**Pasaje seleccionado:**
——

De esta forma, y con mensaje de urgencia, se dio trámite al proyecto de amnistía, que acogió la iniciativa del senador Gerardo Molina23 En noviembre de 1982 se expidió la Ley 35 que, a diferencia de la expedida durante el gobierno de Turbay Ayala, estableció una amnistía sin condiciones, al no exigir que los autores de delitos políticos tuvieran que acogerse a ella. Definió como delitos políticos la rebelión, sedición o asonada y los conexos con ellos por “haber sido cometidos para facilitarlos, procurarlos, consumarlos y ocultarlos24”. Acentuó algunas penas previstas en el Código Penal para los detentadores de armas de guerra, y extendió el beneficio de amnistía a quienes eran procesados y estaban condenados; solo se excluyeron a los autores de homicidios si eran cometidos con sevicia o colocando a la víctima en situación de indefensión o inferioridad, o aprovechándose de esa situación25. Gracias a esta Ley recobraron la libertad unos 1.500 detenidos por cuenta del Estatuto de Seguridad. Fue en esa administración que dejó de utilizarse esa legislación.
Presencia en escenarios institucionales
La actuación de los defensores de derechos humanos también se consolidó en espacios institucionales, como la Comisión de Paz, conformada por el presidente Belisario Betancur. Si bien su función primordial se relacionaba con propuestas para fortalecer la democracia y la paz, el espacio se aprovechó para abordar un tema de gran preocupación dadas sus implicaciones: la actuación de grupos paramilitares y la vinculación de algunos integrantes de la Fuerza Pública con esas organizaciones ilegales.

——

**Requisitos del ejercicio:** Continúa el pasaje sobre la ley de amnistía y la labor de los defensores de derechos humanos a partir de su última oración.

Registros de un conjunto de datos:
——

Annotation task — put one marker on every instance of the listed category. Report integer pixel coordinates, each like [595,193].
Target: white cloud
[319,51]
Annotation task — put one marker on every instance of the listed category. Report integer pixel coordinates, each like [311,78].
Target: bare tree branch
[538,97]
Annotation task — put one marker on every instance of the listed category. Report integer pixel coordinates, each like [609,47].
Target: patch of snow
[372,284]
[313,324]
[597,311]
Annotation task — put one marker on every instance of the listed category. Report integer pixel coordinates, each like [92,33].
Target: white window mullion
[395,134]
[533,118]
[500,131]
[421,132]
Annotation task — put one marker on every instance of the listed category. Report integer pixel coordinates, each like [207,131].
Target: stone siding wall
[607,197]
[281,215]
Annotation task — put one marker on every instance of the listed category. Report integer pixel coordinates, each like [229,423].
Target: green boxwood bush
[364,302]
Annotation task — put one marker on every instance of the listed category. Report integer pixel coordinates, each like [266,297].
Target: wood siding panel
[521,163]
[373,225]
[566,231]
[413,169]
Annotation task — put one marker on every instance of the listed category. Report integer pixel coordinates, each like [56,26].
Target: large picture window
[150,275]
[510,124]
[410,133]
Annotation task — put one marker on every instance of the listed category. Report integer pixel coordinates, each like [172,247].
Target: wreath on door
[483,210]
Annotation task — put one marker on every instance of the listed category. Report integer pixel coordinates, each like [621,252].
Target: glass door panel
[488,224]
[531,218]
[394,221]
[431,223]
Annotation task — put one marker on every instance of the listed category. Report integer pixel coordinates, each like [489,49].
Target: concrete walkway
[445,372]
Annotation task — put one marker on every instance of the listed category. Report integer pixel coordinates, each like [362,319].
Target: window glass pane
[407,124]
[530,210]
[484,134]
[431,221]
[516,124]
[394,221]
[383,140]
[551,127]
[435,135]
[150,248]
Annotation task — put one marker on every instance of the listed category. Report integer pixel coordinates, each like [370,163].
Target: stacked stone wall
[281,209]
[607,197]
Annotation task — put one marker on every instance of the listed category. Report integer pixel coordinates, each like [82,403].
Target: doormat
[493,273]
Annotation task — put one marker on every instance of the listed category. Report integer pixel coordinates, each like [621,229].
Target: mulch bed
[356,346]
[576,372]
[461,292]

——

**Resultado de la tarea:**
Los comisionados mencionaban la participación del MAS (Muerte a Secuestradores) en desapariciones, asesinatos, amenazas contra sacerdotes, secuestros de sindicalistas, incluso en casos concretos como el ocurrido en Amalfi, Antioquia, “donde pasearon los cadáveres de ocho campesinos colgados de un helicóptero”26. Las denuncias se presentaban ante el Procurador General de la Nación, Carlos Jiménez Gómez, que anunciaba la apertura de las investigaciones y de los equipos especializados dispuestos para tal fin27.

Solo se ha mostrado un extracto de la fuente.